## TASK TO COMPLETE:
Write out each entry again. Keep every word exactly as it is.

## DATA ENTRIES:
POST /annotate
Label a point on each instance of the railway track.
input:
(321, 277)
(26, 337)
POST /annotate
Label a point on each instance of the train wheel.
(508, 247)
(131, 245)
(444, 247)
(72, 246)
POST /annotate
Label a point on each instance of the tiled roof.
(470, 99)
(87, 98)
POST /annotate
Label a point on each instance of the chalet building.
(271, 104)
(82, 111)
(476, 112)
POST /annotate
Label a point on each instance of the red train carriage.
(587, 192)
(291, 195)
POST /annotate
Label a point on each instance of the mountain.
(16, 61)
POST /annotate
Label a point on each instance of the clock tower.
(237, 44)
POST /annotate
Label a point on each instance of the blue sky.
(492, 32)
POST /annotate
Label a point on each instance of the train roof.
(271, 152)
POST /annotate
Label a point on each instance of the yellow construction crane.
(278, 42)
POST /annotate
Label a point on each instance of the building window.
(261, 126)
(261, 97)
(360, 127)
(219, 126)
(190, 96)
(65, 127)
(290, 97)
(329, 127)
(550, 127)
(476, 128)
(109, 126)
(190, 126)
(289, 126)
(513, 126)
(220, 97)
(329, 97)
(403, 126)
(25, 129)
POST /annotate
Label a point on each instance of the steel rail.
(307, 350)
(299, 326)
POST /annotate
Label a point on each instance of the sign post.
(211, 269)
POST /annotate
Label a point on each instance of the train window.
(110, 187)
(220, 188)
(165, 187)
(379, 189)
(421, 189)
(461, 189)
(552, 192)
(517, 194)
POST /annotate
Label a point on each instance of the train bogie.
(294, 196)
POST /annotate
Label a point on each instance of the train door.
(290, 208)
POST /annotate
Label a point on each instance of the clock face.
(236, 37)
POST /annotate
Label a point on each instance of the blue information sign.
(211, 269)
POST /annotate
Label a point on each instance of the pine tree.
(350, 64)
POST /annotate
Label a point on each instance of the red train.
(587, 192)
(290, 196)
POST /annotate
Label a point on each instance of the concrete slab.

## SOLUTION BELOW:
POST /annotate
Label a point on each instance of the railway track.
input:
(321, 277)
(26, 337)
POST /annotate
Label a point on each instance of the train wheel.
(508, 247)
(131, 245)
(444, 247)
(72, 246)
POST /annotate
Label a point on each instance of the tiled roof.
(470, 99)
(87, 98)
POST /annotate
Label a point on each instance of the chalet building.
(271, 104)
(82, 111)
(476, 112)
POST /annotate
Label a point on each instance of the red train carriage.
(587, 192)
(291, 195)
POST /annotate
Label a point on each instance of the mountain.
(16, 61)
POST /annotate
Label a point on each instance of the clock tower.
(237, 44)
POST /annotate
Label a point on each instance of the blue sky.
(492, 32)
POST /annotate
Label a point on each instance of the train roof.
(271, 152)
POST /annotate
Label a point on each instance of the yellow construction crane.
(278, 42)
POST /annotate
Label a point on each instance of the building window.
(261, 126)
(261, 97)
(360, 127)
(219, 126)
(190, 96)
(65, 127)
(290, 97)
(329, 127)
(550, 127)
(476, 128)
(109, 126)
(190, 126)
(289, 126)
(513, 126)
(220, 97)
(329, 97)
(403, 126)
(25, 129)
POST /annotate
Label a point on each instance of the steel rail.
(307, 350)
(299, 326)
POST /annotate
Label a point on each instance of the sign post.
(211, 269)
POST /annotate
Label a point on each instance of the train window.
(110, 187)
(220, 188)
(165, 187)
(379, 189)
(421, 189)
(461, 189)
(552, 192)
(517, 194)
POST /annotate
Label a point on each instance of the train bogie.
(294, 196)
POST /annotate
Label a point on each instance of the train door.
(290, 208)
POST /annotate
Label a point on each instance of the clock face.
(236, 37)
POST /annotate
Label a point on each instance of the blue information sign.
(211, 269)
POST /annotate
Label a point on each instance of the pine tree.
(350, 64)
POST /annotate
Label a point on each instance of the red train.
(587, 192)
(290, 196)
POST /annotate
Label a point on each instance of the concrete slab.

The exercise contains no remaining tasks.